Reproduce the data below verbatim, starting at the line that contains "Target: dark seed head" and ending at the line that contains "121 70 L 120", with both of those lines included and nothing else. Leave the pictures out of your copy.
------ STORED ROWS ------
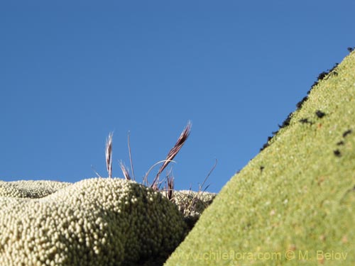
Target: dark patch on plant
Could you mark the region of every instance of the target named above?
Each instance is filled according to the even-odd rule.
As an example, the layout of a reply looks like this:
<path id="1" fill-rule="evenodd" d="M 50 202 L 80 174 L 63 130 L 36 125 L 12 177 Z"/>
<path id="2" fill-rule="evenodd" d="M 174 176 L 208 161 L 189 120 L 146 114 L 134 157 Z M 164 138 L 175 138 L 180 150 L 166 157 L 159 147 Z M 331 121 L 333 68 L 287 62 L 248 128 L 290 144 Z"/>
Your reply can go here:
<path id="1" fill-rule="evenodd" d="M 291 116 L 292 116 L 292 112 L 288 114 L 288 117 L 286 118 L 286 119 L 285 119 L 283 121 L 281 126 L 278 125 L 278 127 L 280 128 L 285 128 L 288 126 L 290 126 L 290 121 L 291 121 Z"/>
<path id="2" fill-rule="evenodd" d="M 313 124 L 313 122 L 312 121 L 310 121 L 308 120 L 308 118 L 302 118 L 302 119 L 300 119 L 299 121 L 302 123 L 309 123 L 310 125 L 312 125 Z"/>
<path id="3" fill-rule="evenodd" d="M 329 77 L 330 77 L 330 75 L 336 75 L 337 76 L 338 74 L 338 73 L 337 72 L 337 71 L 335 71 L 335 68 L 338 66 L 338 65 L 339 65 L 338 63 L 335 63 L 334 65 L 333 66 L 333 67 L 332 67 L 330 70 L 327 70 L 327 71 L 324 71 L 324 72 L 322 72 L 322 73 L 320 73 L 318 75 L 317 81 L 315 81 L 313 83 L 313 84 L 311 86 L 310 90 L 308 92 L 307 92 L 307 96 L 305 96 L 305 97 L 303 97 L 301 101 L 300 101 L 298 103 L 297 103 L 297 104 L 296 104 L 297 109 L 296 109 L 295 111 L 299 110 L 303 106 L 303 104 L 308 99 L 308 95 L 311 92 L 312 89 L 317 84 L 318 84 L 318 83 L 319 83 L 320 81 L 321 81 L 322 79 L 327 79 L 329 78 Z M 291 121 L 292 114 L 293 114 L 293 112 L 291 112 L 291 113 L 290 113 L 288 114 L 288 116 L 287 116 L 286 119 L 285 119 L 283 121 L 283 122 L 281 124 L 281 126 L 278 125 L 278 127 L 279 127 L 279 129 L 283 128 L 285 128 L 285 127 L 290 126 L 290 122 Z M 316 111 L 316 115 L 318 116 L 318 118 L 322 118 L 323 116 L 325 116 L 325 113 L 324 112 L 318 110 L 318 111 Z M 302 123 L 302 122 L 301 121 L 301 123 Z M 306 123 L 308 123 L 308 122 L 306 122 Z M 265 143 L 265 144 L 263 145 L 263 147 L 261 147 L 261 148 L 260 149 L 260 151 L 263 150 L 264 149 L 266 149 L 266 148 L 268 148 L 270 145 L 270 144 L 269 144 L 270 140 L 278 133 L 278 131 L 273 132 L 273 136 L 268 138 L 268 142 L 266 143 Z"/>
<path id="4" fill-rule="evenodd" d="M 343 138 L 345 138 L 346 135 L 350 134 L 351 132 L 353 132 L 353 131 L 351 131 L 351 129 L 347 130 L 346 131 L 343 133 Z"/>
<path id="5" fill-rule="evenodd" d="M 323 116 L 325 116 L 325 113 L 322 112 L 320 110 L 317 110 L 315 114 L 317 116 L 318 116 L 319 118 L 322 118 Z"/>
<path id="6" fill-rule="evenodd" d="M 308 96 L 305 96 L 303 97 L 303 99 L 302 100 L 300 100 L 299 102 L 297 102 L 296 104 L 297 109 L 301 108 L 302 106 L 303 105 L 303 104 L 305 103 L 305 101 L 306 101 L 307 99 L 308 99 Z"/>
<path id="7" fill-rule="evenodd" d="M 340 153 L 340 150 L 335 150 L 333 151 L 333 153 L 334 153 L 334 155 L 337 157 L 342 156 L 342 153 Z"/>
<path id="8" fill-rule="evenodd" d="M 339 143 L 337 143 L 337 145 L 338 146 L 340 146 L 340 145 L 344 145 L 344 141 L 343 141 L 343 140 L 339 141 Z"/>

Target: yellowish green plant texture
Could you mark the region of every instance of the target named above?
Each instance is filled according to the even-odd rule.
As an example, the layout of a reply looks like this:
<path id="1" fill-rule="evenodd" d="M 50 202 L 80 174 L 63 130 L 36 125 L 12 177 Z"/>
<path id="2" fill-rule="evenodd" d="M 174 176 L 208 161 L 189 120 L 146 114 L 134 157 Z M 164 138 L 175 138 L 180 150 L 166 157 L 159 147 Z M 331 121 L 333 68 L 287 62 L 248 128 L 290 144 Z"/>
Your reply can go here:
<path id="1" fill-rule="evenodd" d="M 268 144 L 165 266 L 355 265 L 354 52 Z"/>
<path id="2" fill-rule="evenodd" d="M 177 206 L 133 181 L 0 182 L 0 265 L 159 265 L 187 226 Z"/>

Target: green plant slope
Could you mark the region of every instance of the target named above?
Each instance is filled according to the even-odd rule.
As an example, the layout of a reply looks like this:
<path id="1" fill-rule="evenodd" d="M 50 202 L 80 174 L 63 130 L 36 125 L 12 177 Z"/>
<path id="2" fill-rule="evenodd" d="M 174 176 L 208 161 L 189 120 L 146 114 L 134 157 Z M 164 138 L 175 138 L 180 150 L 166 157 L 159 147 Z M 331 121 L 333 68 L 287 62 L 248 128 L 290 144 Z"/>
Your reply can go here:
<path id="1" fill-rule="evenodd" d="M 269 144 L 165 266 L 355 265 L 355 52 Z"/>

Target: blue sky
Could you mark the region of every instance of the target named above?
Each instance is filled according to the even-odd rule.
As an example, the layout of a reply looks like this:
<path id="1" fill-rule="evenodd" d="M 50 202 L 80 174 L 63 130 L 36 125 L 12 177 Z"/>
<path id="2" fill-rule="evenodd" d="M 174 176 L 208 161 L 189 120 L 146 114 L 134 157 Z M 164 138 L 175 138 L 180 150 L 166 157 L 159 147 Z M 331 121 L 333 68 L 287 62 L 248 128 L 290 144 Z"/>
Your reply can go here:
<path id="1" fill-rule="evenodd" d="M 178 189 L 217 192 L 319 73 L 355 46 L 353 0 L 0 3 L 0 179 L 136 178 L 175 157 Z M 150 176 L 152 180 L 154 173 Z"/>

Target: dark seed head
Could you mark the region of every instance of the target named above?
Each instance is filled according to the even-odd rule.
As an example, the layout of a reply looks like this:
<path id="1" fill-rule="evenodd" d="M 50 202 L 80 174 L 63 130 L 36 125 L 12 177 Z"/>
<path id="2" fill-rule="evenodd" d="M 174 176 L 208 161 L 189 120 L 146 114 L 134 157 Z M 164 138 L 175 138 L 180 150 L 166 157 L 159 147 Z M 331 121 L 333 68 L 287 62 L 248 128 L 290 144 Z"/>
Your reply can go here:
<path id="1" fill-rule="evenodd" d="M 334 155 L 337 157 L 342 156 L 342 153 L 340 153 L 340 150 L 335 150 L 333 151 L 333 153 L 334 153 Z"/>

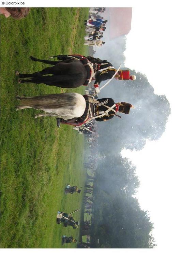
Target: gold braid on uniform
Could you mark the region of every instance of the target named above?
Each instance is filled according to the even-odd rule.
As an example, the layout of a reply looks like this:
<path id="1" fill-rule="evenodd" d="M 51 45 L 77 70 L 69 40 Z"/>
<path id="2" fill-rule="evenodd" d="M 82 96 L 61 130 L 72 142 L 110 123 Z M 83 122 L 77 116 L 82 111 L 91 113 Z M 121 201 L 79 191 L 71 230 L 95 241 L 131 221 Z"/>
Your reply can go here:
<path id="1" fill-rule="evenodd" d="M 118 102 L 118 103 L 117 103 L 116 104 L 118 104 L 118 105 L 119 105 L 120 106 L 123 106 L 123 109 L 122 111 L 119 111 L 119 112 L 120 112 L 121 113 L 122 113 L 124 110 L 124 108 L 125 107 L 125 104 L 124 104 L 124 105 L 123 105 L 123 104 L 122 104 L 121 103 L 120 103 L 119 102 Z"/>

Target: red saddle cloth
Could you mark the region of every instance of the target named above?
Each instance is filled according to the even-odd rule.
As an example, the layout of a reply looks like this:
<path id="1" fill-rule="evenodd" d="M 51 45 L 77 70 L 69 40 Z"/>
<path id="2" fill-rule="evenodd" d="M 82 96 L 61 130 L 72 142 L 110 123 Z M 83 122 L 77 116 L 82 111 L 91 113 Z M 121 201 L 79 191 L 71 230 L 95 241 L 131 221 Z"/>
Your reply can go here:
<path id="1" fill-rule="evenodd" d="M 121 70 L 120 73 L 120 77 L 123 80 L 129 80 L 130 79 L 129 70 Z"/>

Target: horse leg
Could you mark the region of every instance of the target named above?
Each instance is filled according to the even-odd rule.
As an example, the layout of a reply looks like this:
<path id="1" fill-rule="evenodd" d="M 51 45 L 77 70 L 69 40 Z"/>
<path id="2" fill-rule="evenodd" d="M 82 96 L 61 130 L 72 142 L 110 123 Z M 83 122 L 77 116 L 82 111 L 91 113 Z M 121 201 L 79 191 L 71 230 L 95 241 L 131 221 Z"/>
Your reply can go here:
<path id="1" fill-rule="evenodd" d="M 41 116 L 56 116 L 57 117 L 60 117 L 60 116 L 54 113 L 48 113 L 47 114 L 38 114 L 34 116 L 35 118 L 40 117 Z"/>
<path id="2" fill-rule="evenodd" d="M 41 71 L 35 72 L 32 74 L 20 74 L 19 73 L 19 75 L 20 78 L 25 77 L 36 77 L 42 76 L 44 75 L 48 75 L 48 74 L 52 74 L 52 67 L 45 68 Z"/>
<path id="3" fill-rule="evenodd" d="M 30 56 L 30 59 L 32 60 L 33 60 L 34 61 L 40 61 L 40 62 L 43 62 L 43 63 L 45 63 L 45 64 L 49 64 L 50 65 L 55 65 L 57 63 L 59 63 L 61 62 L 61 60 L 57 60 L 56 61 L 52 61 L 52 60 L 47 60 L 46 59 L 37 59 L 34 57 L 33 57 L 32 56 Z"/>
<path id="4" fill-rule="evenodd" d="M 17 106 L 16 107 L 16 111 L 20 109 L 32 109 L 32 107 L 29 106 Z"/>

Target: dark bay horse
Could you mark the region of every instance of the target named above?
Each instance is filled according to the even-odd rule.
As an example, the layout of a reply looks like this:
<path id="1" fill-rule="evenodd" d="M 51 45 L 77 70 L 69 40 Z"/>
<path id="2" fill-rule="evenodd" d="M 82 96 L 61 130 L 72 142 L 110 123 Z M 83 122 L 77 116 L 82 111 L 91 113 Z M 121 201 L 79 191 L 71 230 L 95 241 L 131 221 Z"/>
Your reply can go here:
<path id="1" fill-rule="evenodd" d="M 34 83 L 62 88 L 74 88 L 83 85 L 87 78 L 87 71 L 80 60 L 69 59 L 52 61 L 39 59 L 32 56 L 30 58 L 34 61 L 41 61 L 54 66 L 32 74 L 22 74 L 16 71 L 16 74 L 19 75 L 20 79 L 20 79 L 19 83 Z M 49 74 L 52 75 L 45 75 Z"/>

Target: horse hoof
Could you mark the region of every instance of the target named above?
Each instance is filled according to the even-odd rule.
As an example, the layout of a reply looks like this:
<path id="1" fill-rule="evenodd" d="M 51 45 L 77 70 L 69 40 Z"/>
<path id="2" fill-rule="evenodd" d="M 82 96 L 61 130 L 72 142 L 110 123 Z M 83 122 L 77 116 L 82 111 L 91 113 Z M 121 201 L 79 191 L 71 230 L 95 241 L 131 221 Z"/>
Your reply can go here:
<path id="1" fill-rule="evenodd" d="M 32 60 L 33 60 L 34 61 L 36 61 L 37 60 L 36 58 L 33 57 L 32 56 L 30 56 L 30 57 Z"/>
<path id="2" fill-rule="evenodd" d="M 19 95 L 16 95 L 16 98 L 17 100 L 20 100 L 20 96 Z"/>

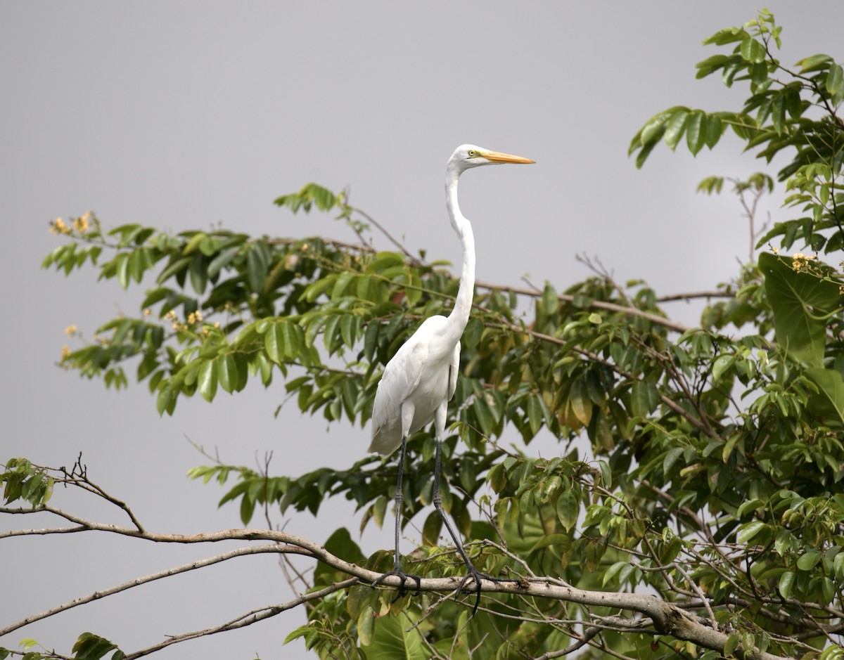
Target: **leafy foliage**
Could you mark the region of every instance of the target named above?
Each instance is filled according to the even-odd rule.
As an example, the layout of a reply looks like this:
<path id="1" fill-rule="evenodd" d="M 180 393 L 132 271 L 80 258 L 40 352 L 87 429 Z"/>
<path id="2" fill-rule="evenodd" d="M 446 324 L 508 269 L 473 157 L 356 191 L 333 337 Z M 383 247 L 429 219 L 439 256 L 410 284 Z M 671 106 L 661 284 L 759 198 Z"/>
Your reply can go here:
<path id="1" fill-rule="evenodd" d="M 741 110 L 674 106 L 630 147 L 641 167 L 661 143 L 674 150 L 684 138 L 695 154 L 731 129 L 766 162 L 787 159 L 776 179 L 800 217 L 756 245 L 779 237 L 780 246 L 724 284 L 728 300 L 710 304 L 698 328 L 671 322 L 645 283 L 620 286 L 598 269 L 562 291 L 550 283 L 541 292 L 479 290 L 444 447 L 444 506 L 479 569 L 657 594 L 726 634 L 723 647 L 608 608 L 484 594 L 470 618 L 458 602 L 427 593 L 392 602 L 364 585 L 318 601 L 289 640 L 304 639 L 322 657 L 533 657 L 568 646 L 582 657 L 844 654 L 842 280 L 816 254 L 844 248 L 844 74 L 825 55 L 783 67 L 774 57 L 780 41 L 766 11 L 710 37 L 727 52 L 698 64 L 697 76 L 746 81 Z M 720 192 L 724 180 L 701 189 Z M 733 182 L 739 194 L 774 189 L 765 173 Z M 276 203 L 335 213 L 361 236 L 374 224 L 344 194 L 313 183 Z M 457 289 L 442 264 L 365 241 L 105 231 L 93 215 L 83 219 L 54 226 L 71 240 L 45 267 L 69 273 L 91 263 L 124 288 L 154 284 L 137 317 L 104 323 L 62 365 L 118 387 L 132 365 L 162 414 L 181 397 L 211 402 L 281 377 L 301 411 L 364 425 L 383 365 L 422 320 L 447 312 Z M 813 255 L 779 255 L 795 244 Z M 530 319 L 517 314 L 525 296 Z M 558 457 L 530 455 L 540 431 L 559 440 Z M 499 444 L 514 433 L 524 452 Z M 408 451 L 409 519 L 431 504 L 433 440 L 421 431 Z M 7 463 L 7 501 L 46 501 L 51 484 L 39 474 L 22 459 Z M 225 464 L 191 475 L 225 484 L 220 505 L 239 502 L 244 524 L 257 506 L 316 515 L 326 499 L 344 496 L 362 511 L 361 527 L 381 526 L 394 495 L 393 470 L 376 457 L 300 476 Z M 413 572 L 461 576 L 440 532 L 431 513 L 408 558 Z M 326 547 L 375 570 L 391 565 L 387 551 L 364 557 L 347 529 Z M 311 587 L 341 579 L 321 565 Z"/>

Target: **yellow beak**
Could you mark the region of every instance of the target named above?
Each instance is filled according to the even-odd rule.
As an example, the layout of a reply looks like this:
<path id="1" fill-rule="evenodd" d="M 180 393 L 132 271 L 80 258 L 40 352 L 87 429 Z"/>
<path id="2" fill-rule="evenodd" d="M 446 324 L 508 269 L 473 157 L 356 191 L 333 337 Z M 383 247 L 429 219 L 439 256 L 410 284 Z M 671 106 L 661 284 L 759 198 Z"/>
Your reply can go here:
<path id="1" fill-rule="evenodd" d="M 529 158 L 522 158 L 522 156 L 514 156 L 511 154 L 501 154 L 498 151 L 482 151 L 480 154 L 485 158 L 487 160 L 492 160 L 495 163 L 533 163 Z"/>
------
- TASK SOLUTION
Target: dark seed head
Could you mark the region of every instance of the target named above?
Each instance is filled according to the even-odd rule.
As an example, the layout of a reply looks like this:
<path id="1" fill-rule="evenodd" d="M 50 202 L 80 174 L 63 130 L 36 125 L 12 177 Z"/>
<path id="2" fill-rule="evenodd" d="M 174 176 L 208 161 L 189 120 L 146 114 L 134 157 Z M 164 138 L 175 138 L 180 150 L 166 157 L 159 147 Z M 331 121 L 333 68 L 287 62 L 248 128 L 290 144 Z"/>
Your reply can go here:
<path id="1" fill-rule="evenodd" d="M 334 155 L 337 157 L 342 156 L 342 153 L 340 153 L 340 150 L 335 150 L 333 151 L 333 153 L 334 153 Z"/>

Target: gold braid on uniform
Could you mark the region of every instance of the target named above?
Each instance is filled according to the even-odd rule.
As an example, the layout of a reply looks like this:
<path id="1" fill-rule="evenodd" d="M 51 45 L 77 70 L 69 40 Z"/>
<path id="2" fill-rule="evenodd" d="M 82 96 L 61 130 L 72 142 L 110 123 Z M 83 122 L 77 116 L 82 111 L 91 113 Z M 121 201 L 79 191 L 71 230 L 95 241 L 131 221 Z"/>
Your reply can go here:
<path id="1" fill-rule="evenodd" d="M 118 102 L 118 103 L 117 103 L 116 104 L 118 104 L 118 105 L 119 105 L 120 106 L 123 106 L 123 109 L 122 111 L 119 111 L 119 112 L 120 112 L 121 113 L 122 113 L 124 110 L 124 108 L 125 107 L 125 104 L 124 104 L 124 105 L 123 105 L 123 104 L 122 104 L 121 103 L 120 103 L 119 102 Z"/>

Target: red saddle cloth
Could you mark the region of every instance of the target named above?
Each instance is filled according to the even-odd rule.
As an example, the layout of a reply looks like this:
<path id="1" fill-rule="evenodd" d="M 51 45 L 77 70 L 69 40 Z"/>
<path id="2" fill-rule="evenodd" d="M 82 96 L 61 130 L 72 142 L 110 123 Z M 83 122 L 77 116 L 82 111 L 91 113 Z M 121 201 L 79 191 L 71 230 L 95 241 L 131 221 Z"/>
Your reply can go here:
<path id="1" fill-rule="evenodd" d="M 121 70 L 120 73 L 120 77 L 123 80 L 129 80 L 130 79 L 129 70 Z"/>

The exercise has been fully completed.